Work to complete:
All lines with the word "above" must be pulled from the entries below.

Dataset:
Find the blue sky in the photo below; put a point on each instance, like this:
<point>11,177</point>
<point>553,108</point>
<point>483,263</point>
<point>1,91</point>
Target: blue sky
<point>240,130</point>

==

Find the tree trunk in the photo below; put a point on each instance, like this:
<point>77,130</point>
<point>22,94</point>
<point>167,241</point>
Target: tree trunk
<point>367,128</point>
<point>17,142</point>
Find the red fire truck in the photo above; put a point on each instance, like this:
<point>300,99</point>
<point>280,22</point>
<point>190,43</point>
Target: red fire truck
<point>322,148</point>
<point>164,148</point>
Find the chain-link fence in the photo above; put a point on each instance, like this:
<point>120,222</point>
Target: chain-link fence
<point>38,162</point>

Solution to the exercise:
Find the red fire truck in the photo above; put a point on each instance, like this:
Find the chain-link fence in the photo above; put a point on each instance, like this:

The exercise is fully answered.